Indian Rights Group Seeks Top Court Action on In-Custody Deaths

Akash Vashishtha
2016.12.20
New Delhi
161220-IN-custodial-620.jpg Kashmiri mourners in Srinagar chant as they carry the body of Qaiser Hamid, 16, who died after alleged torture while in police custody, Nov. 5, 2016.
AFP

Updated 8:55 a.m ET 2016-12-21

A rights group in India said Tuesday it would appeal to the country’s highest court for an end to in-custody torture a day after Human Rights Watch reported that nearly 600 suspects had died during a six-year period while being held by Indian police.

In a 114-page report released Monday, the New York-based global rights watchdog said at least 591 custodial deaths had occurred between 2010 and 2015, mostly caused by torture inflicted by policemen to extract confessions.

Almost 100 people died in police custody in 2015, the report said, citing government data. In 67 of those cases, police either did not present the suspects before a judge within 24 hours of arrest, as required by law, or the suspects died within 24 hours of being arrested.

“We are in the process of taking this matter to the Supreme Court,” Ritu Kumar of the Human Rights Law Network (HRLN), a New Delhi-based socio-legal organization, told BenarNews, adding that the Indian judiciary was partly to blame for the alarming rate of in-custody deaths.

## Data supplied
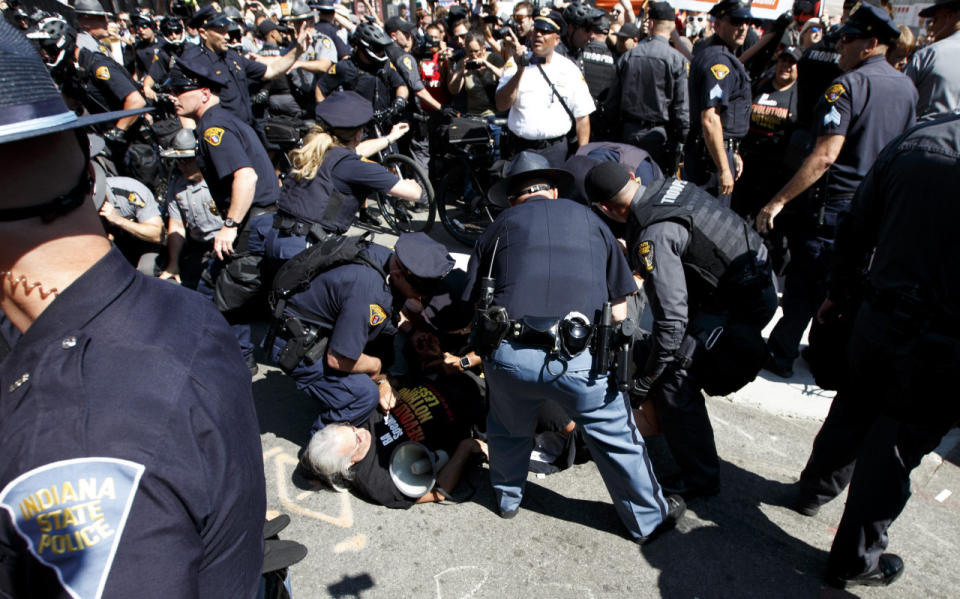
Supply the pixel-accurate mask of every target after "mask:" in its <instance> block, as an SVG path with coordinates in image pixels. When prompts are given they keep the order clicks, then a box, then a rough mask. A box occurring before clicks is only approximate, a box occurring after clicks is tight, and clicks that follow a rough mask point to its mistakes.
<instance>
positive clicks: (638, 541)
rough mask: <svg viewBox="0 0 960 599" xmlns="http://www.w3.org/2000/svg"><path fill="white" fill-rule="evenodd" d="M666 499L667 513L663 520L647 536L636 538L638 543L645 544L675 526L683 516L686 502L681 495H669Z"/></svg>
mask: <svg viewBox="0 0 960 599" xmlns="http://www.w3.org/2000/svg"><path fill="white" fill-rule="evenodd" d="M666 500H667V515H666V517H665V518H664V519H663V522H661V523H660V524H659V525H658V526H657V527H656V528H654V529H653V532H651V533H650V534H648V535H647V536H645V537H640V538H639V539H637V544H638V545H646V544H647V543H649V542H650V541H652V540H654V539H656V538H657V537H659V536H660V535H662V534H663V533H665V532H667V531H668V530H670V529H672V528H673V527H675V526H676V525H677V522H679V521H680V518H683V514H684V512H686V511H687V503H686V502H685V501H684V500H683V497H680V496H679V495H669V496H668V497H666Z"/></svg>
==
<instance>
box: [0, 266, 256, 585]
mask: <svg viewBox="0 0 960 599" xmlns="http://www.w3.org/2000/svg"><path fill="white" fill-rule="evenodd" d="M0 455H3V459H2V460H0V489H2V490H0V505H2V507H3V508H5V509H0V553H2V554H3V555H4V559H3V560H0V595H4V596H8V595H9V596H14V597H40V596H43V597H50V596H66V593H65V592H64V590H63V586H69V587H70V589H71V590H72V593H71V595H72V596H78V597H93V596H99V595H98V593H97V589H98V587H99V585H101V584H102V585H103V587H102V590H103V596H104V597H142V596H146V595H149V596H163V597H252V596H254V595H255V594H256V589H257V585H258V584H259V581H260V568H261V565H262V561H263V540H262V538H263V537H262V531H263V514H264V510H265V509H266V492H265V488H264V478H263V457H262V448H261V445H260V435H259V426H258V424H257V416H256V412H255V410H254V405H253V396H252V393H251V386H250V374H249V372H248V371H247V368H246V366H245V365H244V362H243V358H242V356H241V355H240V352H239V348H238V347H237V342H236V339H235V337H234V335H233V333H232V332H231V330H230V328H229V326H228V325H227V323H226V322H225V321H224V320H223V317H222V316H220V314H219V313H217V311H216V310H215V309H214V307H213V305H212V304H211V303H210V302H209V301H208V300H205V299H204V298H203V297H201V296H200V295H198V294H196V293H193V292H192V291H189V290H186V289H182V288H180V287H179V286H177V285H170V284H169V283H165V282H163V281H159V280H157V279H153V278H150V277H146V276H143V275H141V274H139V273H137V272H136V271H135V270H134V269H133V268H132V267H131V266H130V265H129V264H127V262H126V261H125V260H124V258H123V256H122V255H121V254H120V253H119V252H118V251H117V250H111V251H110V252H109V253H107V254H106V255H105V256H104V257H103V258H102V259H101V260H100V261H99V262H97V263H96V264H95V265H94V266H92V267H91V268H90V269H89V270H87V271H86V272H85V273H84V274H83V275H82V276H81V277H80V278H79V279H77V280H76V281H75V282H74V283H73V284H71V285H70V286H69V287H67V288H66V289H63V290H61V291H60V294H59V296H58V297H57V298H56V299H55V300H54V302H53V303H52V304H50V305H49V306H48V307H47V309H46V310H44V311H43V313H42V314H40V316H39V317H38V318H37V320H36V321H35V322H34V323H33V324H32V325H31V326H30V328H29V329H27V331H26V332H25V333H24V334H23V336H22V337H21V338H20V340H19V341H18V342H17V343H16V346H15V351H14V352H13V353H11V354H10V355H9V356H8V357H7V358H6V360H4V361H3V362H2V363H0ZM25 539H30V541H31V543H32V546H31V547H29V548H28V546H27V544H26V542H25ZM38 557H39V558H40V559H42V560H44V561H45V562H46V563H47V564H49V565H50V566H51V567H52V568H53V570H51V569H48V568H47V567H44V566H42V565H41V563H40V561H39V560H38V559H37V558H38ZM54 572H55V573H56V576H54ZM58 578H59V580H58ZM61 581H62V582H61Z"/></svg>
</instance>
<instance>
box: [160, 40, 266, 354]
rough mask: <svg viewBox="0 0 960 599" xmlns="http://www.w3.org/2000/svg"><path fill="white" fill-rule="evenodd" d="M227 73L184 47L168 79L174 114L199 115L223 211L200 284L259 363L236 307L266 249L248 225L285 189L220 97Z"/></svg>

## Work to complete
1. According to the article on in-custody deaths, how many custodial deaths did the Human Rights Watch report count between 2010 and 2015?
2. Copy everything from "Almost 100 people" down to "of being arrested." in the article on in-custody deaths, but swap "judge" for "magistrate".

## Task results
1. At least 591.

2.
Almost 100 people died in police custody in 2015, the report said, citing government data. In 67 of those cases, police either did not present the suspects before a magistrate within 24 hours of arrest, as required by law, or the suspects died within 24 hours of being arrested.